## Problem
Each record that follows should be transcribed word for word.
------ Provided data
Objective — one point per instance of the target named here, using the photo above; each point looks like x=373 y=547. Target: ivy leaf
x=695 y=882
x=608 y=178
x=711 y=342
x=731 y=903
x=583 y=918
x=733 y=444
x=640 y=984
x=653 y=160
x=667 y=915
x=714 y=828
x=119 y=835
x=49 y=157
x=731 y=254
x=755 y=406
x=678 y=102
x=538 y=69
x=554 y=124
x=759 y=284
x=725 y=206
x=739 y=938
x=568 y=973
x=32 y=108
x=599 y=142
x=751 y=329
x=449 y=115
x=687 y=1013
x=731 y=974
------------
## Your solution
Objective — one point per instance of the target named here, using the photo above; each point looks like x=373 y=547. Target: ivy leaf
x=695 y=882
x=608 y=178
x=711 y=342
x=731 y=903
x=583 y=918
x=733 y=444
x=640 y=984
x=653 y=160
x=667 y=915
x=714 y=828
x=119 y=835
x=49 y=157
x=731 y=254
x=755 y=406
x=678 y=102
x=538 y=69
x=554 y=124
x=759 y=284
x=725 y=206
x=739 y=938
x=568 y=973
x=32 y=108
x=599 y=142
x=751 y=329
x=449 y=115
x=687 y=1013
x=731 y=974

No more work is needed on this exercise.